- _PASSAGE PROVIDED_:

The Hotel Chelsea opened on West 23rd Street in 1884 as one of New York's tallest buildings, then spent the next century becoming its most storied address. Mark Twain stayed, Dylan Thomas was living here when he fell fatally ill in 1953, Arthur C. Clarke wrote 2001: A Space Odyssey in residence, and Leonard Cohen immortalized the place in song. The red-brick Victorian with the iron balconies holds both New York City landmark status and a spot on the National Register, and after a long renovation it operates as a hotel again. No building on this list has hosted more art per square foot.
Sun Building

The Sun Building on F Street in Washington, D.C. was completed in 1887 as the Baltimore Sun's capital bureau, designed by Alfred B. Mullett, the architect behind the Eisenhower Executive Office Building. At nine stories and 116 feet, it was the tallest private building in the capital when new, and it is often called the oldest skyscraper standing outside New York and Chicago. Washington's strict height limits, passed soon after, froze the city's skyline at modest altitude, which makes this early high-rise a snapshot of the skyscraper race the capital chose not to run.
Rookery Building

The Rookery, finished in 1888 at 181 feet, is Chicago's oldest standing high-rise and the masterpiece of Burnham and Root, who liked it enough to keep their own offices inside. The name honors the temporary city hall that previously held the site, nicknamed for the crows that perched on it and (locals insisted) for the politicians roosting within. In 1905, Frank Lloyd Wright remodeled the central light court in white marble and gold, giving the building two signatures from two different eras of American architecture. The lobby remains one of the most photographed interiors in the city, and the offices upstairs still command La Salle Street rents.
Wainwright Building

The Wainwright Building in St. Louis, completed in 1891 at 147 feet, is where the skyscraper found its grammar. Louis Sullivan, the architect who coined "form follows function" and mentored Frank Lloyd Wright, designed it as a proud vertical statement rather than a stack of horizontal floors, with unbroken brick piers drawing the eye skyward. Architecture historians treat it as the moment tall buildings stopped apologizing for their height. Saved from demolition in the 1970s, it now houses Missouri state offices, meaning one of the most influential buildings in American history spends its days processing paperwork.

- _DATA SEGMENT_:
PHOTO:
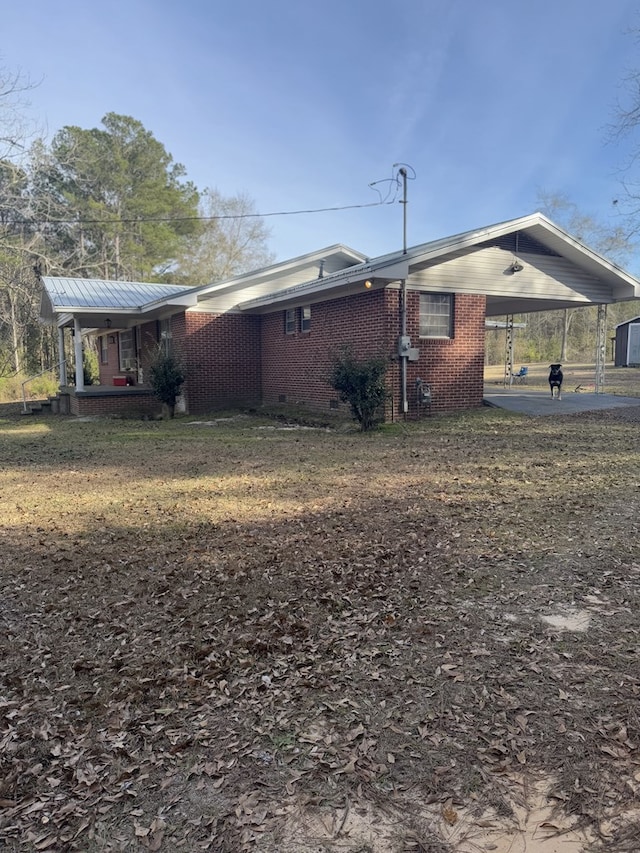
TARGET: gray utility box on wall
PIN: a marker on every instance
(405, 350)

- _SHORT PROBLEM 1_: In the passage on early high-rises, who remodeled the Rookery's central light court in 1905?
- _SHORT PROBLEM 2_: Carry on the passage on early high-rises past its final sentence.

- _TASK RESULT 1_: Frank Lloyd Wright

- _TASK RESULT 2_:
Monadnock Building

The Monadnock Building, completed in 1893 at 197 feet, is the heavyweight champion of this list in the most literal sense. Its northern half is the tallest load-bearing masonry building ever constructed, holding itself up with brick walls that thicken to six feet at the base, no steel skeleton involved. The southern half, added immediately after with a modern steel frame, makes the building a before-and-after diagram of the skyscraper revolution in a single block. Sixteen stories of pure brick stubbornness still house offices and street-level shops on Jackson Boulevard, and the flared walls remain startling to anyone who touches them.
Reliance Building

The Reliance Building, finished in Chicago in 1895 at 202 feet, looks shockingly modern for its age, and that is the point. Its steel frame allowed walls of glass and gleaming white terra cotta where masonry would have stood a decade earlier, making it the great-grandmother of every glass tower on every skyline on Earth. Designed by Burnham's firm with Charles Atwood finishing the job, it spent the late 20th century in decline before a heroic restoration, and it now operates as a boutique hotel at State and Washington. Guests sleep inside the building that predicted the next hundred years.
The Oldest Skyscrapers Still Standing In The United States

The table orders the survivors by completion date, all verified as still standing. Heights come from landmark-commission and architectural-survey records; figures marked with a tilde are approximate, since early skyscrapers were remodeled, expanded, and re-measured often enough that sources disagree by a few feet.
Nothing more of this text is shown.